Friday, December 30, 2011

The Margarita Tree

We bought a Margarita Tree.

Alternatively, we bought a Gin and Tonic Tree. I guess it just depends on the season and what other drinks are available. But I’m really excited to have a tree. She’s a lime tree, and I can’t wait to see her.

Okinawa has its own unique species of lime. Sometimes called the Taiwan tangerine, flat lemon, or the hirami lemon (thanks Wikipedia!), it looks like a lime, but it tastes like a lemon. I’m sure its juice is wonderful, but no good for mixed drinks. 

No, we were going to get a good old fashion lime tree. And when one is in Japan, where does one go to get a citrus tree? Make-Man!

Let me take a moment to explain Make-Man. It is your Japanese go-to store of all your making needs. Leora and I did some recon and tried to take in the entire store. The best way to describe it is Japan’s version of Home Depot, but it’s so much more. There’s lumber and power tools, blow torches and build-it-yourself bookshelves. But on the other side of the building is pet goods and appliances, 100 yen store, portable burners, towels and actual pets. Pretty much, Make-Man is everything you could ever need and more.

The smell of lumber and orchids greets you at the door. Sure it’s nice for the first minute, but it only gets stronger. As it attacks your olfactory senses, you ears are assaulted with cartoony Japanese music. Not the classical music, but the stuff that plays in the background of anime and helps lead to seizures in lab rats. Think about that, but with the chorus of the song put on repeat.

I make fun of it, but Make-Man is awesome. And they will help you make anything, including a porch garden. And they so want to be helpful. The employees went out of their way to try to help us. But, there is one problem. Not a lot of English speakers.
☆ ☆ ☆
_WHAT NEEDS TO BE DONE_.
Answer these questions about the margarita tree post:
1. What kind of tree does the writer buy?
2. What does Okinawa's own lime taste like?
3. What two smells greet you at the door of Make-Man?
The entries have nothing to do with this.

Point annotation dataset entries
☆ ☆ ☆
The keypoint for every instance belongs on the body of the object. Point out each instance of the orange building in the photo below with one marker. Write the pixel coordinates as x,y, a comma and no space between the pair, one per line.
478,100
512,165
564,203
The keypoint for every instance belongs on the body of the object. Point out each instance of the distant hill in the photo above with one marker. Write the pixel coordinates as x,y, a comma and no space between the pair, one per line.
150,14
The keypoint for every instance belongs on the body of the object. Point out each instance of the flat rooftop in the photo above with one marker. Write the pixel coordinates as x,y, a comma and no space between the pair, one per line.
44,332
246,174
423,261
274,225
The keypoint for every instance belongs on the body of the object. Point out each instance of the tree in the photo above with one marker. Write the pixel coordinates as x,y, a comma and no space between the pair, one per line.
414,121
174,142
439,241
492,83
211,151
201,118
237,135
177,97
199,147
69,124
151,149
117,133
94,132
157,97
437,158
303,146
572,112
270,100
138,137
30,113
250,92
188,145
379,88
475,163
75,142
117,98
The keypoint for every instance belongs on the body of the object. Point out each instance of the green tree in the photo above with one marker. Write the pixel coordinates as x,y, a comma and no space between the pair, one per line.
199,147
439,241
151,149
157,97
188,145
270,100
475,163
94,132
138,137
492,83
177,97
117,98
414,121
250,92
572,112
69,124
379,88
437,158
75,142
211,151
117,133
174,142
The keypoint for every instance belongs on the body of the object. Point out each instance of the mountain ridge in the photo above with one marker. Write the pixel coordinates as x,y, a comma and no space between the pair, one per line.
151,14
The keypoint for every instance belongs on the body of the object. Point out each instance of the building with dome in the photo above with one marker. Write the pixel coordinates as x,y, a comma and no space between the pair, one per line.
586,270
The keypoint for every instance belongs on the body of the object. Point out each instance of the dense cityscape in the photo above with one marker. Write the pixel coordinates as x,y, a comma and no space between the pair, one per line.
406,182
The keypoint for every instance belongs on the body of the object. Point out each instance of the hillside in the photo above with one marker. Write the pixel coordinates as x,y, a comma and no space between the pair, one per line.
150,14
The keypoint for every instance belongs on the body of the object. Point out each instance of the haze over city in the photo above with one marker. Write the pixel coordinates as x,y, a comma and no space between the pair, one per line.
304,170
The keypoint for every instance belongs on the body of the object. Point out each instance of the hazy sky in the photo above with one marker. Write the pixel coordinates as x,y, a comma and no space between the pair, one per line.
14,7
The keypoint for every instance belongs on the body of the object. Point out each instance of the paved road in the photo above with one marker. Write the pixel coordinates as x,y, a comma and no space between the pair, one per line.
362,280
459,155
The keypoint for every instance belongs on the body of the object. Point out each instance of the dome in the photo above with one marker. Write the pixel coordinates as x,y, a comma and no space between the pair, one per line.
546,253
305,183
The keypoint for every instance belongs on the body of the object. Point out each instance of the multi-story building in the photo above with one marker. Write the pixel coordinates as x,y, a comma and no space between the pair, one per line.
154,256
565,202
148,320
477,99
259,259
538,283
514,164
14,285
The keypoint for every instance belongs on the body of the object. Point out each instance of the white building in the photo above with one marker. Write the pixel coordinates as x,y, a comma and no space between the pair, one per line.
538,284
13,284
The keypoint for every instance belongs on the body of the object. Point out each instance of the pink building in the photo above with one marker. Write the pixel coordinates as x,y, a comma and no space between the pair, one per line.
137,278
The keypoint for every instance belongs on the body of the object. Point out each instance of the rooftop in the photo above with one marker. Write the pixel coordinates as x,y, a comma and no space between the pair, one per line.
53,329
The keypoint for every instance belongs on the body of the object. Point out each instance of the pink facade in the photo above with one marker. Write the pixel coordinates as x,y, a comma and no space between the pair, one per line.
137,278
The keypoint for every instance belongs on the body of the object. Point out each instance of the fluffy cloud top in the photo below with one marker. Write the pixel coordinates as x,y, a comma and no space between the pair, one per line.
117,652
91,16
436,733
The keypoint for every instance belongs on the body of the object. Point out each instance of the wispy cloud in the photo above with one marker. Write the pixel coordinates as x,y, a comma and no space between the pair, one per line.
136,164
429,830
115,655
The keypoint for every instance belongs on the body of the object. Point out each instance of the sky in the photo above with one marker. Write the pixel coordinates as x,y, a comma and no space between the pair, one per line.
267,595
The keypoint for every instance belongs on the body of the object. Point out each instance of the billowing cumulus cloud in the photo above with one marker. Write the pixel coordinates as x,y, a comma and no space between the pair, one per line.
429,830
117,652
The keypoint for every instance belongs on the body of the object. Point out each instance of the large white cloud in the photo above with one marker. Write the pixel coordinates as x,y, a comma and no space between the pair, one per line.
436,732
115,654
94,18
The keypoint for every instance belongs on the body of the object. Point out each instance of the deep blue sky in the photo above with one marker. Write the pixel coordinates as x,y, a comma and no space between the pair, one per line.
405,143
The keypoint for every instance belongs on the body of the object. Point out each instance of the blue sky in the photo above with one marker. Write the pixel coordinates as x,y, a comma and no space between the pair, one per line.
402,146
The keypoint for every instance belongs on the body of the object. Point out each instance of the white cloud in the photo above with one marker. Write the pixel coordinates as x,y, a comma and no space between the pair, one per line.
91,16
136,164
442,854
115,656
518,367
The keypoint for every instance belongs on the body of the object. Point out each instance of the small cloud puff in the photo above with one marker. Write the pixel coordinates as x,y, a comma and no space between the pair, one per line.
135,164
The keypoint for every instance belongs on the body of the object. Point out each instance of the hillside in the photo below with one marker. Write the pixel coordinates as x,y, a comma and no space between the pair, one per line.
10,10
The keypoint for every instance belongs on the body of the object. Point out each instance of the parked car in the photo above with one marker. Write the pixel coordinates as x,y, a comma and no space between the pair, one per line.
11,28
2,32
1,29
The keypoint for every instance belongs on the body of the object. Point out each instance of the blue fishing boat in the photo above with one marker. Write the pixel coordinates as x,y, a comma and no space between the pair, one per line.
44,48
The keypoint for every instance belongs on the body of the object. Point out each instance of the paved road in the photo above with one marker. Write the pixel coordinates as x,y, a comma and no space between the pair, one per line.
☆ ☆ ☆
_RESULT OF THIS TASK_.
1. A lime tree.
2. A lemon.
3. Lumber and orchids.